THE DATA:
------------------------------------
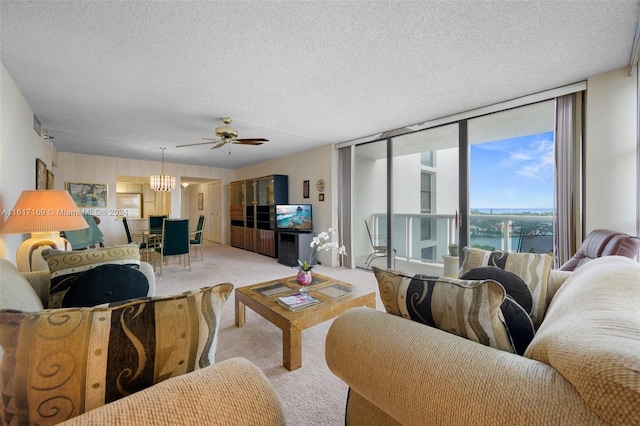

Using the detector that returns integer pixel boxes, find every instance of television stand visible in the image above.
[278,231,315,266]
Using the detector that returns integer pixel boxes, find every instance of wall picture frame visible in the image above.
[33,114,42,136]
[65,182,109,207]
[302,180,309,198]
[36,158,47,189]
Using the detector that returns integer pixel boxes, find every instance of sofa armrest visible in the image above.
[21,269,51,309]
[325,308,600,425]
[61,358,285,426]
[546,269,573,306]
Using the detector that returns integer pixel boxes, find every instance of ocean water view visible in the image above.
[471,207,553,215]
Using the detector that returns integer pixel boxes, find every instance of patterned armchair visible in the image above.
[0,245,233,425]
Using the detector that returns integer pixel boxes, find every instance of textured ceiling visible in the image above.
[0,0,639,168]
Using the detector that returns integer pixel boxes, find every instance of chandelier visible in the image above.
[149,147,176,192]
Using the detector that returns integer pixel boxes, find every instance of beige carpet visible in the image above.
[156,245,382,426]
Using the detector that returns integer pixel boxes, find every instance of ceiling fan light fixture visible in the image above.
[149,147,176,192]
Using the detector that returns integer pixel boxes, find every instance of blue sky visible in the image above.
[469,132,553,209]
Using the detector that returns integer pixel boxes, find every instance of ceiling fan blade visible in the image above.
[233,139,262,145]
[176,139,217,148]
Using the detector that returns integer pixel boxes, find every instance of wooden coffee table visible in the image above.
[235,273,376,371]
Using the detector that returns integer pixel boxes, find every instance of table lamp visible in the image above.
[2,189,89,272]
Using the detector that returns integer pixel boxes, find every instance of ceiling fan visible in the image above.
[176,117,269,149]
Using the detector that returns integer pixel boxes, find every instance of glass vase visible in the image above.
[296,270,313,293]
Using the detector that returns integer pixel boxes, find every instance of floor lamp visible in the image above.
[2,189,89,272]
------------------------------------
Copy out the rows above verbatim, from the line containing "vase visible in the image above." through the last row, both ends included.

Using the detector that returns integer pixel boxes, find every instance of glass vase visible in the image above.
[296,270,313,293]
Using the detector that returns integer pixel boxes, find every instance of floor lamp visible in the image above.
[2,189,89,272]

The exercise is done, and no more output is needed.